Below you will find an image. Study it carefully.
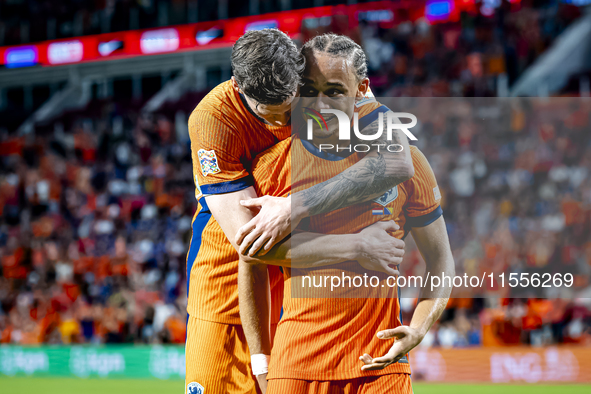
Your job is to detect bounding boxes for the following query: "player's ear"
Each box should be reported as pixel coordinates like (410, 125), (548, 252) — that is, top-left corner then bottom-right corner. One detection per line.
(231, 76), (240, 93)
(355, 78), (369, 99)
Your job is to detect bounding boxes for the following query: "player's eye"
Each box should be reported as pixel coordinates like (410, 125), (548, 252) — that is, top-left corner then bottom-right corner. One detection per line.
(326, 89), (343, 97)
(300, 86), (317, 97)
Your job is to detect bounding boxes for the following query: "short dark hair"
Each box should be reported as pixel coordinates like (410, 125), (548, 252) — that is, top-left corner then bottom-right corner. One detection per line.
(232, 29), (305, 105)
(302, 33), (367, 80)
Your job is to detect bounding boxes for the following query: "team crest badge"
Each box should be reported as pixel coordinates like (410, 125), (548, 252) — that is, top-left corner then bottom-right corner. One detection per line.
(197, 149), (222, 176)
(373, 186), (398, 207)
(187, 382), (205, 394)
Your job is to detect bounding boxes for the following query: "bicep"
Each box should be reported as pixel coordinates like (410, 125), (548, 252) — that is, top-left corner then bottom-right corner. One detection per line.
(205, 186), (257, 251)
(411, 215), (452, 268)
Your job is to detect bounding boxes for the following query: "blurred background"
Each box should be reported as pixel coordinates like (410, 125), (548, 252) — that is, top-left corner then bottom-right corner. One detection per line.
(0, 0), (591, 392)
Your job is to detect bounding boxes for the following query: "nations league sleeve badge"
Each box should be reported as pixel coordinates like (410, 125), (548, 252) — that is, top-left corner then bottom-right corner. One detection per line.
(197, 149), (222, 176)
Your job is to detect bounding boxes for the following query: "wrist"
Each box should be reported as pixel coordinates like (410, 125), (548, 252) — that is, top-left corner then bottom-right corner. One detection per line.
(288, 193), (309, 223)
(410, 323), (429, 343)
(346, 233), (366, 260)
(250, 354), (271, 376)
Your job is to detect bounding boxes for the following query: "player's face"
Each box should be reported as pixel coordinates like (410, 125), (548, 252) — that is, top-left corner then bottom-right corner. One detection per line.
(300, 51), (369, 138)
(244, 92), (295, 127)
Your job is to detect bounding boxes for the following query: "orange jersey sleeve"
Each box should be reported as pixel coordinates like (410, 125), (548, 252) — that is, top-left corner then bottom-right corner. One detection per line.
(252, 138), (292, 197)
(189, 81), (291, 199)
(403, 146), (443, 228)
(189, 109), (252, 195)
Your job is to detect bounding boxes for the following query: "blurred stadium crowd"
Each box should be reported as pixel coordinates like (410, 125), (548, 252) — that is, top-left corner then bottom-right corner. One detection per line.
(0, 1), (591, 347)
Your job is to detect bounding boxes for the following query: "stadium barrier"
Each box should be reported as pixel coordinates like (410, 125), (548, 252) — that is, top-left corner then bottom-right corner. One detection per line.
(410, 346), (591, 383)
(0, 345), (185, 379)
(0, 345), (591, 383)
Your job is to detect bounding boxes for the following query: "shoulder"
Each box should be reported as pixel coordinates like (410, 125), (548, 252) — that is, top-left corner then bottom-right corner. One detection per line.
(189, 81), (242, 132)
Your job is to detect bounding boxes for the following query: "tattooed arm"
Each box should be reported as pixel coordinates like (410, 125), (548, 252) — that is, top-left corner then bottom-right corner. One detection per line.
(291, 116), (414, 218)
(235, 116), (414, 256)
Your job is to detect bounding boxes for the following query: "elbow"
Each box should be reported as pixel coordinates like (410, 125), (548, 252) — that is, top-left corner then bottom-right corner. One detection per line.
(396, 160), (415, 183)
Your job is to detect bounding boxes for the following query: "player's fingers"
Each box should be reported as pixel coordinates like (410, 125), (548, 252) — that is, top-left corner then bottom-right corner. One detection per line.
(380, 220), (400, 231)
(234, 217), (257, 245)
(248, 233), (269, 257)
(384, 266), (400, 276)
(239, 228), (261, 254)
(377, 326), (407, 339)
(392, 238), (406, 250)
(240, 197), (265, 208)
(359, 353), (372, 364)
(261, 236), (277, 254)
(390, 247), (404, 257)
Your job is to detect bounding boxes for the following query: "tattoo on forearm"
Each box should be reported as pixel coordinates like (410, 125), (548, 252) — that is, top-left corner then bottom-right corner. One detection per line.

====

◆ TASK STATEMENT
Format all the rows above as a Markdown table with the columns "Row" and "Text", one numbered line per table row, skipping blank lines and leaving out the pictures.

◆ OUTPUT OF THE TASK
| Row | Text |
|---|---|
| 1 | Below you will find an image. Study it carefully. |
| 2 | Your job is to detect bounding boxes for the following query: "player's ear" |
| 3 | Each box should be reported as pixel coordinates like (410, 125), (548, 252) — that is, top-left corner then bottom-right corner. One detection per line. |
| 4 | (231, 76), (240, 93) |
| 5 | (355, 78), (369, 99) |
| 6 | Your job is to detect bounding boxes for the following query: "player's eye" |
| 7 | Each box should be reported as pixel coordinates like (410, 125), (548, 252) — that is, top-left corner then bottom-right corner. One detection per line. |
| 8 | (326, 89), (343, 97) |
| 9 | (300, 86), (317, 97) |
| 10 | Your job is to detect bounding boxes for the following query: "short dark hair" |
| 11 | Each box should be reported as pixel coordinates like (410, 125), (548, 252) — that is, top-left corner then bottom-right corner. One detection per line. |
| 12 | (232, 29), (305, 105) |
| 13 | (302, 33), (367, 80) |
| 14 | Your job is to detect bounding boxes for the following query: "team crest badge" |
| 15 | Each box should be reported as pixel coordinates like (410, 125), (548, 252) — that is, top-left corner then bottom-right corner. One detection per line. |
| 16 | (197, 149), (222, 176) |
| 17 | (373, 186), (398, 207) |
| 18 | (187, 382), (205, 394) |
| 19 | Your job is to detect bounding boxes for the following query: "bicep" |
| 20 | Each box should be reported as pixel coordinates like (410, 125), (548, 252) — that is, top-left corner then bottom-right corner. One detection per line. |
| 21 | (205, 186), (257, 251) |
| 22 | (411, 215), (452, 268) |
| 23 | Your job is to detect bounding boxes for the following query: "blurred background" |
| 24 | Each box should be reported as pixel coordinates like (410, 125), (548, 252) — that is, top-left corner then bottom-right corner. One detection per line. |
| 25 | (0, 0), (591, 392) |
| 26 | Your job is to detect bounding boxes for the following query: "nations league sleeve badge" |
| 27 | Each box should be reported as pixel coordinates like (410, 125), (548, 252) — that is, top-left corner then bottom-right corner. One detection per line. |
| 28 | (197, 149), (222, 176) |
| 29 | Your job is to detect bounding boxes for the following query: "wrist" |
| 30 | Each box should be reported as pixel coordinates like (410, 125), (548, 252) — that is, top-left corner then bottom-right corner. One detection per line. |
| 31 | (288, 193), (309, 223) |
| 32 | (410, 323), (429, 343) |
| 33 | (346, 233), (366, 260) |
| 34 | (250, 354), (271, 376) |
| 35 | Your job is to detect bounding boxes for the following query: "player's face" |
| 36 | Each box should be reported as pixel coordinates like (410, 125), (548, 252) — that is, top-left corner then bottom-right corner. One detection per line. |
| 37 | (300, 51), (369, 138) |
| 38 | (244, 92), (295, 127) |
| 39 | Your job is to detect bounding boxes for the following query: "orange jersey sleeve" |
| 40 | Each box should be reported as pixel coordinates like (410, 125), (548, 252) — that is, top-left corner then bottom-right corner. One detection per line. |
| 41 | (252, 138), (292, 197) |
| 42 | (189, 81), (291, 199) |
| 43 | (403, 146), (443, 228) |
| 44 | (189, 109), (252, 195) |
| 45 | Your job is to detect bounding boxes for the following query: "blurred stadium crowd" |
| 46 | Each box should be reported as pixel coordinates like (410, 125), (548, 252) — that is, top-left corner then bottom-right corner. One detection per line. |
| 47 | (0, 1), (591, 347) |
| 48 | Your job is to detect bounding boxes for the following query: "stadium barrier" |
| 49 | Each box should be reported as pixel coordinates like (410, 125), (548, 252) — that is, top-left corner then bottom-right corner. One detection per line. |
| 50 | (410, 346), (591, 383) |
| 51 | (0, 345), (185, 379) |
| 52 | (0, 345), (591, 383) |
| 53 | Your job is to detect bounding boxes for the following query: "shoulder" |
| 54 | Each box should be reported as pixel coordinates like (410, 125), (548, 252) — that is, top-left corner then bottom-right corner. One detection per line. |
| 55 | (189, 81), (242, 132) |
| 56 | Your job is to detect bounding boxes for the following query: "tattooed arm" |
| 57 | Each box should be reported as pixel coordinates like (410, 125), (548, 252) — that is, top-left corner then bottom-right corner. One detection per line. |
| 58 | (291, 116), (414, 218) |
| 59 | (235, 116), (414, 256) |
| 60 | Your job is to detect bounding boxes for the following query: "elbow" |
| 61 | Each box should be reported as pixel coordinates like (410, 125), (548, 252) — that is, top-left corner then bottom-right corner. One detection per line. |
| 62 | (396, 160), (415, 183) |
| 63 | Your job is to detect bounding boxes for the following query: "player's fingers" |
| 64 | Each box should be reported as pixel coordinates like (410, 125), (548, 252) — that is, top-left corner then bottom-right corner. One detection per line. |
| 65 | (380, 220), (400, 231) |
| 66 | (234, 217), (257, 245) |
| 67 | (248, 233), (269, 257) |
| 68 | (384, 266), (400, 276) |
| 69 | (239, 228), (261, 254) |
| 70 | (377, 326), (407, 339) |
| 71 | (392, 238), (406, 250) |
| 72 | (240, 197), (265, 208) |
| 73 | (359, 353), (372, 364) |
| 74 | (261, 236), (277, 254) |
| 75 | (390, 247), (404, 257) |
| 76 | Your job is to detect bounding boxes for the following query: "tattoo on forearm" |
| 77 | Each box should be reported as pixel coordinates like (410, 125), (548, 252) — that is, top-left corner then bottom-right corner. One detection per line. |